(CHALLENGE):
Repeat the listing in full. Nothing may be added or left out.

(DATA RECORDS):
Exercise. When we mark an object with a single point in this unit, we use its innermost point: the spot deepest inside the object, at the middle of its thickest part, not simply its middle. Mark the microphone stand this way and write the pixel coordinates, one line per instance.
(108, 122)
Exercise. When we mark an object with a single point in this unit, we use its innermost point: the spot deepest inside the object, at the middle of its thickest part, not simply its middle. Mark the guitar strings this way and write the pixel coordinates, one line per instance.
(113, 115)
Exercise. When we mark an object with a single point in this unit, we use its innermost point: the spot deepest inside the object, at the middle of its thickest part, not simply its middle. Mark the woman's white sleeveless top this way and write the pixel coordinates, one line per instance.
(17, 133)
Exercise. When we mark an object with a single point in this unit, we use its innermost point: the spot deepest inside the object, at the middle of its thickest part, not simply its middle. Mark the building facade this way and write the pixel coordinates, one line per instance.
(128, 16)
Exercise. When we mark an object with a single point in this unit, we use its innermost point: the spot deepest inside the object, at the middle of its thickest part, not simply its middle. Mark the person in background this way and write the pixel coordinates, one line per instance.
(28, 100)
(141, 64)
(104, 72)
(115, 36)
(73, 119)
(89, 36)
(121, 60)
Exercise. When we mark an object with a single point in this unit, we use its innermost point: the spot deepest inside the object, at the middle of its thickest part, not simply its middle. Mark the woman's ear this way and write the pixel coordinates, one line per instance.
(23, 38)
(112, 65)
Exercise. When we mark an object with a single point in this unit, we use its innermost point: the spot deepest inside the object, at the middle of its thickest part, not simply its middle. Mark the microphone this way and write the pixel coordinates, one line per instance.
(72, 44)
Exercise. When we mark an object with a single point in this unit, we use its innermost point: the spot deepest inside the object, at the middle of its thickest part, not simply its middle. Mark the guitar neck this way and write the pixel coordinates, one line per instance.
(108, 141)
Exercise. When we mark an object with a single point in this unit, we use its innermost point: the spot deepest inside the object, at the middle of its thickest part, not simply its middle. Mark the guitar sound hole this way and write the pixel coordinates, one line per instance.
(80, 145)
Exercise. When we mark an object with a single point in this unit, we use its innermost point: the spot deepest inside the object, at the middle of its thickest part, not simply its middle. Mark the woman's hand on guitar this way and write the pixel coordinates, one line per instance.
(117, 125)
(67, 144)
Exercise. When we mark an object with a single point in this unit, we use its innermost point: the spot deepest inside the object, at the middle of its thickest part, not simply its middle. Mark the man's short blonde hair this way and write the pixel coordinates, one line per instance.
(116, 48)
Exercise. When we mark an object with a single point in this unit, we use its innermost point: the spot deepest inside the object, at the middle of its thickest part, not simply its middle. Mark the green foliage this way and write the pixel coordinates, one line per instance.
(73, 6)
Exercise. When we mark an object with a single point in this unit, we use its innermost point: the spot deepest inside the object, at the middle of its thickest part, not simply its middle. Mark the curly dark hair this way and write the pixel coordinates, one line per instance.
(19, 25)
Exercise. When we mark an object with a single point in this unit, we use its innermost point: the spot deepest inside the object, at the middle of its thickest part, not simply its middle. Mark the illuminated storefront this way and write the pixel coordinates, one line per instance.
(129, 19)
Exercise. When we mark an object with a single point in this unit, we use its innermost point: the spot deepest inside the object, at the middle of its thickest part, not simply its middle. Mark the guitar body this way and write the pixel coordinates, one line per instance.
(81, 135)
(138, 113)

(COMPLETE OUTPUT):
Exercise. When we mark an object with a single point in this unit, we use its innermost point: the spot deepest inside the object, at the middle of its thickest part, not simply its middle. Mark the microphone stand this way and write the pixel coordinates, one line per instance.
(108, 122)
Exercise. When we mark an object with a single point in this unit, we use its innermost point: the spot deepest inside the object, at the middle of its thickest part, not simply its middle. Mark the guitar strings this way and write the pixel coordinates, one line per instance.
(113, 115)
Exercise. When we mark an object with a single point in this unit, we use its innermost point: the spot deepest inside the object, at the middle of its thickest part, not simply its middle. Mark the woman's white sleeveless top this way and write the pixel coordinates, one line per instance.
(17, 133)
Exercise. When we mark an object with a single point in this unit, we use its innermost point: the spot deepest inside the object, at the middle of its thickest part, not simply its middle. Mark the building facade this way and write the pixel coordinates, one line per instance.
(128, 16)
Exercise. When we mark an object with a single point in this unit, we use its innermost point: the spot deepest inside the object, at the middle of its thickest part, not simply its middle. Mark the person in background this way and write the pixel coordinates, one line per instance.
(28, 100)
(141, 64)
(104, 72)
(115, 36)
(73, 119)
(89, 36)
(121, 60)
Exercise. When we mark an object with a single point in this unit, we use its innermost point: the spot deepest inside the object, at the middle of its thickest part, not simply its middle. Mark the woman's ear this way and write the pixel coordinates, one line per instance.
(23, 38)
(112, 65)
Exercise. When we mark an object with a single point in this unit, we use its innermost point: the spot deepest inside the object, at the middle of its thickest part, not simply its middle. Mark the microphone this way and write the pixel coordinates, one line per instance.
(72, 44)
Exercise. When we mark an object with a single point in this unit, we use its innermost point: the spot deepest inside the object, at the middle of its thickest part, not simply its middle. Mark the guitar neck this way and write the pixel coordinates, one line per instance.
(108, 141)
Exercise. When we mark an object with a single point in this unit, we use its innermost point: the spot deepest inside the object, at the middle of its thickest part, not simply its middle. Mark the guitar sound hole this way and write the pixel coordinates, one line per instance.
(80, 145)
Exercise. When we mark an object with a single point in this unit, we use its innermost point: the spot deepest inside the object, at the middle of its thickest part, not simply its middle. Mark the woman's hand on guitar this way and write the pixel coordinates, one line per instance.
(117, 125)
(67, 144)
Exercise. When we mark an object with a single point in this unit, we use its innermost point: the spot deepest inside the object, at the middle of its thickest part, not simply its middle. Mark the man's short blonde hair this way and write the pixel coordinates, one line per instance.
(116, 48)
Exercise. When we mark an object with a single point in this unit, we use its innermost point: the spot deepest inside the object, at the middle of its thickest part, not simply its middle. Mark the green foliage this way and write the pixel coordinates, one line per instance.
(73, 6)
Exercise. When we mark an object with a single point in this unit, we use its innermost point: the spot deepest inside the object, at the middle of its thickest part, not simply its middle. Mark the curly dark hair this way and write the pixel coordinates, one line per instance.
(19, 25)
Exercise. When we mark an object with a single point in this unit, we use its innermost point: the spot deepest inside the object, at the middle of its thickest part, not simply its middle. Mark the illuminated storefront this way and write the pixel coordinates, one line per instance.
(129, 19)
Exercise. When we mark an object with a single point in this unit, we use its innermost point: the spot deepest inside the object, at the middle of its thickest part, not simply its middle. Mark the guitar body this way and write the pixel coordinates, one line per instance.
(81, 135)
(138, 113)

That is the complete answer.